◆ **Directive**
Extract the lines from the start of the rows through the line that contains "[(347, 244)]", and copy them out exactly, with both ends included.
╭─ Raw data
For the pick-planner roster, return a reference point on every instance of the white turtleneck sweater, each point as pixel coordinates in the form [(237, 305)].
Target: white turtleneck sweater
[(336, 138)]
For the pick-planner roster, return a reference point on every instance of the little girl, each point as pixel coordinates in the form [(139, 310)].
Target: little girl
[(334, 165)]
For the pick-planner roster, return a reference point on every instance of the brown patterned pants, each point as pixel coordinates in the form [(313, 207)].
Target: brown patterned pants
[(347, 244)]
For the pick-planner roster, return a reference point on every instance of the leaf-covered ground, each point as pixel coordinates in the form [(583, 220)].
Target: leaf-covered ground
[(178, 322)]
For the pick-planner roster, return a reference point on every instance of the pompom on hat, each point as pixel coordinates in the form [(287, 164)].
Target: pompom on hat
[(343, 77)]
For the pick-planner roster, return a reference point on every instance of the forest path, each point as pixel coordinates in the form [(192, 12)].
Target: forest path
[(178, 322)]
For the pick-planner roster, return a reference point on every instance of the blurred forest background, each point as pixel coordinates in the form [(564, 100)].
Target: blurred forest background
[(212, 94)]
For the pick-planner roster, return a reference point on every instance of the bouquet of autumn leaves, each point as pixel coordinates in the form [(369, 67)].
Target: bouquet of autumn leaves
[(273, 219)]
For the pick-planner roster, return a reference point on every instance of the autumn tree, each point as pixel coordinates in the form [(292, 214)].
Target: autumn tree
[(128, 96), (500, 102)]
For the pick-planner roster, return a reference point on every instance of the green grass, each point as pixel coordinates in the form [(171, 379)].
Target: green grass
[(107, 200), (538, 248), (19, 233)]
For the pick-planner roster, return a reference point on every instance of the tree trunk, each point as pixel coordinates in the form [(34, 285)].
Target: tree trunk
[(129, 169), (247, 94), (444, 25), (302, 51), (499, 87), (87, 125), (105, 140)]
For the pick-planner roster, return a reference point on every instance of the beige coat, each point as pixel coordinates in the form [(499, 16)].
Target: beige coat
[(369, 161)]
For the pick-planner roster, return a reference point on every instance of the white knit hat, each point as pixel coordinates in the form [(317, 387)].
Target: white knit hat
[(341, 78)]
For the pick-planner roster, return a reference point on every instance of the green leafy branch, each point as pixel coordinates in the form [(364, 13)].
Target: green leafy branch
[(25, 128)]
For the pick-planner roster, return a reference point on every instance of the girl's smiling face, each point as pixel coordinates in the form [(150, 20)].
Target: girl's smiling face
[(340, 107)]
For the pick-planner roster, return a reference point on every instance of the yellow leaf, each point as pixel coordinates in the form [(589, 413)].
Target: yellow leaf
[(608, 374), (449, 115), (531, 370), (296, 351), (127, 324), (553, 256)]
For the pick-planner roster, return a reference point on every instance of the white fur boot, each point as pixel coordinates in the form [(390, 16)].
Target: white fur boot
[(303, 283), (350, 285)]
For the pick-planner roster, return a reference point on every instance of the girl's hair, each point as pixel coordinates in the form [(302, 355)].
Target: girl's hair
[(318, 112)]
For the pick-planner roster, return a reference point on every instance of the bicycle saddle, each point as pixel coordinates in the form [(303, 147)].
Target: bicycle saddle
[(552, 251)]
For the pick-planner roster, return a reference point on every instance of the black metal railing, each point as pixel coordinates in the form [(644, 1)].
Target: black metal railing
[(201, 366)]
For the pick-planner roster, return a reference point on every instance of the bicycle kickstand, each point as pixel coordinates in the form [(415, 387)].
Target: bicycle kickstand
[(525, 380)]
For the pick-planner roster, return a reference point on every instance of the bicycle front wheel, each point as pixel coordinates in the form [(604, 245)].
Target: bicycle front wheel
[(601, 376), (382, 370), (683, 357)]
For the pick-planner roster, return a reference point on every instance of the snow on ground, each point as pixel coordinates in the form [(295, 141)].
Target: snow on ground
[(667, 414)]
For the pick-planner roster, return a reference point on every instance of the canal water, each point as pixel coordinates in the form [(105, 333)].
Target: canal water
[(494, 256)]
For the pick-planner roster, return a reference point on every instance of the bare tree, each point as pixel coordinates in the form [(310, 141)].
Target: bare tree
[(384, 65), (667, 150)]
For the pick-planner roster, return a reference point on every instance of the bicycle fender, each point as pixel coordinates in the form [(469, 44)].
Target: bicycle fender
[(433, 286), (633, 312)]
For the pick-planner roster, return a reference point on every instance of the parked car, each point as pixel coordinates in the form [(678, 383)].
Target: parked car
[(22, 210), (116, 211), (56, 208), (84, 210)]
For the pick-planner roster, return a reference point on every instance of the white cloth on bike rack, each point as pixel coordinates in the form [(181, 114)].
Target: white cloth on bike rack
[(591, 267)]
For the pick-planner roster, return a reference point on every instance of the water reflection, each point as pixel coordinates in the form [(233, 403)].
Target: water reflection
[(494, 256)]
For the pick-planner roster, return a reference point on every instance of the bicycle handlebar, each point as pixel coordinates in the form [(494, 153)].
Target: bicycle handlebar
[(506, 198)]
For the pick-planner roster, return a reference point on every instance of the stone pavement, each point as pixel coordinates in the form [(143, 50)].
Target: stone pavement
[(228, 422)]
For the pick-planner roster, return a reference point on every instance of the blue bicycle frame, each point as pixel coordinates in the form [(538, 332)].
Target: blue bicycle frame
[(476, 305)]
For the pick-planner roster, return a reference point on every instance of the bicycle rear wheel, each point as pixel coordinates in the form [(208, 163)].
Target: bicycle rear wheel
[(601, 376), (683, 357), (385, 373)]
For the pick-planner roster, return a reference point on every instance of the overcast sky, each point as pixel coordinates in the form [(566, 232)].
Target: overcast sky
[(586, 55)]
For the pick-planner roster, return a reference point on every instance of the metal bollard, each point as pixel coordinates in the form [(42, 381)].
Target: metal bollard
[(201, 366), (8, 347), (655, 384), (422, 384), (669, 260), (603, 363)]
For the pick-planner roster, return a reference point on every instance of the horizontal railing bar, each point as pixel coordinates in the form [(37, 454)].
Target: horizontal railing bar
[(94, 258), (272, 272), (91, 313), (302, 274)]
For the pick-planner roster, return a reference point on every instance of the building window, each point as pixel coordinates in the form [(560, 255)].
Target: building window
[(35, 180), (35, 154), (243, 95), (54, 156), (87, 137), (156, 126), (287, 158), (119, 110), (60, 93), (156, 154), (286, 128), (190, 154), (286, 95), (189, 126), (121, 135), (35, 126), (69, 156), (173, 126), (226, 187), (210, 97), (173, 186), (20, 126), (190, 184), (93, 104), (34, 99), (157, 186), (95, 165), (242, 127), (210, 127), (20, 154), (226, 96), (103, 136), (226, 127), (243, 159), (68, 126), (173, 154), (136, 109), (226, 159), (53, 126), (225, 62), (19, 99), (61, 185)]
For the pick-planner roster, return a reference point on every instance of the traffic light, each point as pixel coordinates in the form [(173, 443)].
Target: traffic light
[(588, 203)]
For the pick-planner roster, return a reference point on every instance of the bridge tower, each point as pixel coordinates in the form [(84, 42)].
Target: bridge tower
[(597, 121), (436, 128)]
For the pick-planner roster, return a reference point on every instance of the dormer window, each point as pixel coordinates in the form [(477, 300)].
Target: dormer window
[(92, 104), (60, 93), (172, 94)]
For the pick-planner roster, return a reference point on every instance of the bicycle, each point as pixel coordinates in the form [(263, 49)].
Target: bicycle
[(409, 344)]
╰─
◆ **Exercise answer**
For the pick-planner roster, return a reference point on every instance of the white turtleneck sweater, each point as pixel coordinates in the form [(237, 305)].
Target: white turtleneck sweater
[(336, 138)]
For the pick-planner roster, return a reference point on every instance of the little girl, each point as pixel coordinates in the form [(139, 310)].
Target: little girl
[(334, 165)]
For the pick-planner roster, return a reference point on every instance of the brown patterned pants, each point as pixel coordinates in the form [(313, 207)].
Target: brown patterned pants
[(347, 244)]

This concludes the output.